*Page text:*

Inclusivity comes at a price, which is the sacrifice of the comfort that comes from echo chambers.

To whoever claims to be “inclusive,” “accepting of diversity” and “compassionate,” I ask: where was the inclusivity when I was tossed out of that meeting? Where was the diversity of thought when I was hounded and berated for merely questioning the idea of infinite genders? Where was the compassion when I had to comfort my sister during her mental breakdowns because she had nowhere else to turn?

Now, I will accept that there is some argument to be made that inclusivity’s intent is compassion. Some might argue that my words at that support group were harmful to those present, and therefore I cannot claim the mantle of being “inclusive” and “compassionate.” However, it is those critics themselves who I say cannot be inclusive. Even if it is for the sake of keeping some people ‘in,’ it is exclusive to keep certain thoughts and ideas ‘out.’ 

You can’t have your cake and eat it too. Inclusivity comes at a price, which is often the sacrifice of the comfort that comes from echo chambers. Some people try to dismiss certain ideas to make others feel comfortable, but we do not have to set aside the diversity of ideas for the sake of inclusivity. 

Some will still claim that we must fight to include certain marginalized groups. While this is true, the fight for inclusivity is not a zero-sum game. Fighting for one group to have a spot at the table does not inherently mean that another group must lose theirs. Everyone ought to have a voice. Just because one group historically had power over another does not warrant marginalizing either group. Power dynamics do not warrant mistreatment to anyone. Rather, it should be a catalyst to ensure equality among all.

*Task set:*
1: Answer from the text on inclusivity:
(a) What price does inclusivity come at?
(b) What was the writer hounded and berated for?
(c) What does the text say the fight for inclusivity is not?
2: Do these statements agree with the text on inclusivity? Answer yes or no for each and quote the words that decide it.
(a) The writer comforted a brother during his mental breakdowns.
(b) Fighting for one group to have a spot at the table means another group must lose its spot.
(c) Everyone should have a voice.
The material that comes next is unrelated to the text on inclusivity.

*The data:*
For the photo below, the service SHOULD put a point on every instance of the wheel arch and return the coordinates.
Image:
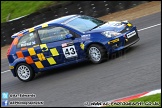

*Responses for each task:*
1:
(a) The sacrifice of the comfort that comes from echo chambers.
(b) Merely questioning the idea of infinite genders.
(c) A zero-sum game.

2:
(a) No: "when I had to comfort my sister during her mental breakdowns"
(b) No: "Fighting for one group to have a spot at the table does not inherently mean that another group must lose theirs."
(c) Yes: "Everyone ought to have a voice."